What is asked:
Reproduce everything from the line containing "[locate] the purple flower" down to the line containing "<point>45,207</point>", both included. Scale every answer coordinate by 2.25 and round to whole numbers with halves going up, but leave the numbers in the requests and their format samples unchanged.

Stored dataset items
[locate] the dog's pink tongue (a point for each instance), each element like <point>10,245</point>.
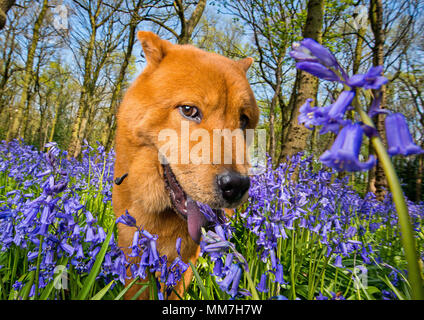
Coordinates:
<point>195,220</point>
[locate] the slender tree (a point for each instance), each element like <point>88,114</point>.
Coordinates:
<point>306,85</point>
<point>14,129</point>
<point>5,5</point>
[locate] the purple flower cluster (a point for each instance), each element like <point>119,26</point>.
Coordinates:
<point>343,156</point>
<point>50,202</point>
<point>326,208</point>
<point>144,246</point>
<point>64,205</point>
<point>45,207</point>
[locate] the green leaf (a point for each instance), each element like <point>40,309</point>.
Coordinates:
<point>199,282</point>
<point>90,281</point>
<point>99,295</point>
<point>124,291</point>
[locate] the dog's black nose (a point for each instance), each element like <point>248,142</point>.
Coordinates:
<point>233,185</point>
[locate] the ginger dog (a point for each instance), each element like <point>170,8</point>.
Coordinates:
<point>208,91</point>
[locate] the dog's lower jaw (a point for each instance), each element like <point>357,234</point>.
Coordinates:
<point>169,227</point>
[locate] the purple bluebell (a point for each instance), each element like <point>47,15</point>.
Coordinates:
<point>318,70</point>
<point>262,287</point>
<point>399,138</point>
<point>371,80</point>
<point>344,153</point>
<point>309,50</point>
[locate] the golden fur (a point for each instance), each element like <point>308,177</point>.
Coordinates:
<point>175,75</point>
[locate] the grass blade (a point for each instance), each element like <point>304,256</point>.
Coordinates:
<point>88,284</point>
<point>99,295</point>
<point>199,281</point>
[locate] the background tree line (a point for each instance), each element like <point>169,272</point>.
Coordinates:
<point>64,65</point>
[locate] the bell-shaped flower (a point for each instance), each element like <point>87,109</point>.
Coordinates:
<point>399,139</point>
<point>311,51</point>
<point>371,80</point>
<point>343,155</point>
<point>262,287</point>
<point>318,70</point>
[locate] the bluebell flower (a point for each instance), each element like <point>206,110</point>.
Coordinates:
<point>344,153</point>
<point>371,80</point>
<point>318,70</point>
<point>309,50</point>
<point>338,262</point>
<point>279,275</point>
<point>126,219</point>
<point>261,287</point>
<point>399,138</point>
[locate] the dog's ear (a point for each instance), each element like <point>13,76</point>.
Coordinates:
<point>154,47</point>
<point>245,63</point>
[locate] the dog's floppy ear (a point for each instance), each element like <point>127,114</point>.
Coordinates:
<point>245,63</point>
<point>154,47</point>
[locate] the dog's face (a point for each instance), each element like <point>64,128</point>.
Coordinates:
<point>179,106</point>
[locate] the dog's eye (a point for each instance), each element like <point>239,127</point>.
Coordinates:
<point>191,113</point>
<point>244,121</point>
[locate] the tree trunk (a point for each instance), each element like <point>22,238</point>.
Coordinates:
<point>307,84</point>
<point>272,108</point>
<point>14,130</point>
<point>75,143</point>
<point>55,118</point>
<point>377,180</point>
<point>419,180</point>
<point>110,125</point>
<point>5,5</point>
<point>187,26</point>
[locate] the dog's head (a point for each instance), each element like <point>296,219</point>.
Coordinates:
<point>192,109</point>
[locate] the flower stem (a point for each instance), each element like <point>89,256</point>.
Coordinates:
<point>407,236</point>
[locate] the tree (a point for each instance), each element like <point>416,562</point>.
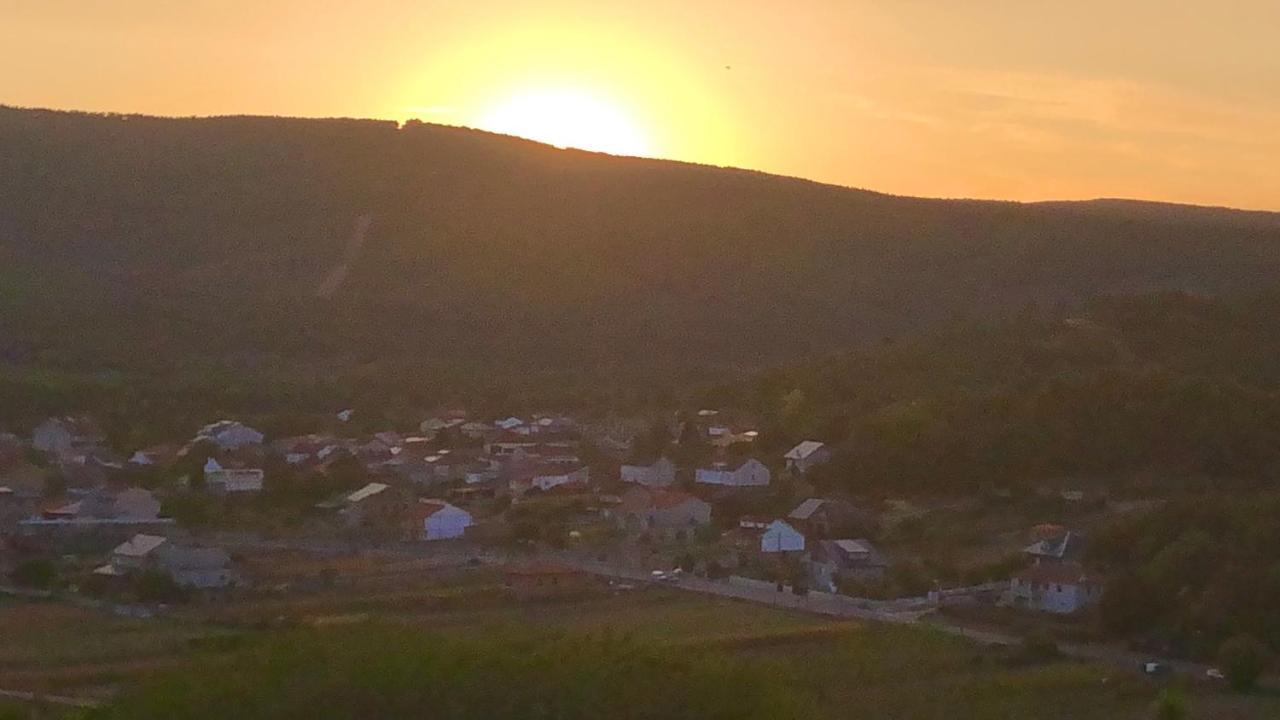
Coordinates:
<point>1242,660</point>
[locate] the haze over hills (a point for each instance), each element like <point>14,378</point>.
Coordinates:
<point>136,242</point>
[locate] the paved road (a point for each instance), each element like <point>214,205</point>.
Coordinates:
<point>819,604</point>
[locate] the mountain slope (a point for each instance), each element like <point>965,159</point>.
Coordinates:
<point>131,241</point>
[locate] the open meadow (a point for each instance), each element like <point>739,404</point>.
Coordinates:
<point>850,668</point>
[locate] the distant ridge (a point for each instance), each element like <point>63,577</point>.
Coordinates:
<point>129,241</point>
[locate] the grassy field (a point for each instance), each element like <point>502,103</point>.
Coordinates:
<point>855,670</point>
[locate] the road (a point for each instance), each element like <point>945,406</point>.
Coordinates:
<point>762,593</point>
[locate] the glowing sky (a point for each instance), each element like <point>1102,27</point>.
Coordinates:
<point>1025,100</point>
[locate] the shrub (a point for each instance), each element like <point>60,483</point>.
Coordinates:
<point>36,574</point>
<point>1242,660</point>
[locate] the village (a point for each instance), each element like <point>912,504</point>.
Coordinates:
<point>686,497</point>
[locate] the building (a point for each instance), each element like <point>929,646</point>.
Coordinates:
<point>228,481</point>
<point>59,436</point>
<point>435,520</point>
<point>371,505</point>
<point>735,473</point>
<point>1054,543</point>
<point>1055,587</point>
<point>821,518</point>
<point>807,456</point>
<point>545,580</point>
<point>197,568</point>
<point>842,560</point>
<point>137,554</point>
<point>767,537</point>
<point>549,475</point>
<point>229,434</point>
<point>662,509</point>
<point>659,473</point>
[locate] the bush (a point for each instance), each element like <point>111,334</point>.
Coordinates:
<point>1242,660</point>
<point>36,574</point>
<point>1038,647</point>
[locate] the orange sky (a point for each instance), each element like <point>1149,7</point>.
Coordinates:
<point>1153,99</point>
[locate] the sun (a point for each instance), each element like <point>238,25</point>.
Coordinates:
<point>567,118</point>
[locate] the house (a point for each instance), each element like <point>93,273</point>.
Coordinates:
<point>836,560</point>
<point>736,473</point>
<point>197,568</point>
<point>188,566</point>
<point>58,436</point>
<point>545,580</point>
<point>1054,543</point>
<point>156,456</point>
<point>769,537</point>
<point>137,554</point>
<point>1055,587</point>
<point>549,475</point>
<point>824,518</point>
<point>136,504</point>
<point>437,519</point>
<point>807,456</point>
<point>229,434</point>
<point>447,466</point>
<point>228,481</point>
<point>781,537</point>
<point>662,509</point>
<point>659,473</point>
<point>373,504</point>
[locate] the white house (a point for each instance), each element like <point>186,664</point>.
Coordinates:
<point>200,568</point>
<point>63,434</point>
<point>435,519</point>
<point>807,456</point>
<point>560,474</point>
<point>740,473</point>
<point>233,481</point>
<point>229,434</point>
<point>780,536</point>
<point>136,552</point>
<point>1055,587</point>
<point>659,473</point>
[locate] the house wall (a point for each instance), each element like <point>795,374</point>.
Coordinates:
<point>1055,597</point>
<point>659,474</point>
<point>446,524</point>
<point>753,473</point>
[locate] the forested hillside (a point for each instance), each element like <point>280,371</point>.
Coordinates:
<point>1160,391</point>
<point>146,244</point>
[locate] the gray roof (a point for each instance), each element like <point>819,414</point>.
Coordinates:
<point>807,509</point>
<point>140,546</point>
<point>804,450</point>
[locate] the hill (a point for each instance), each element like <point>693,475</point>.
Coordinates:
<point>1133,395</point>
<point>137,242</point>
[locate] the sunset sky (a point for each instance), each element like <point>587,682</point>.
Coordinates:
<point>1152,99</point>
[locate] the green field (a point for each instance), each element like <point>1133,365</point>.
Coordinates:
<point>853,670</point>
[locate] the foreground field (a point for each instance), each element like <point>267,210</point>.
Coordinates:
<point>853,670</point>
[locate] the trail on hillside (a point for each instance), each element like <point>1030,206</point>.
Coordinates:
<point>338,274</point>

The output:
[locate] the purple flower cluster (a point for each instance), each element like <point>119,26</point>.
Coordinates:
<point>772,351</point>
<point>113,455</point>
<point>734,468</point>
<point>324,554</point>
<point>144,461</point>
<point>101,466</point>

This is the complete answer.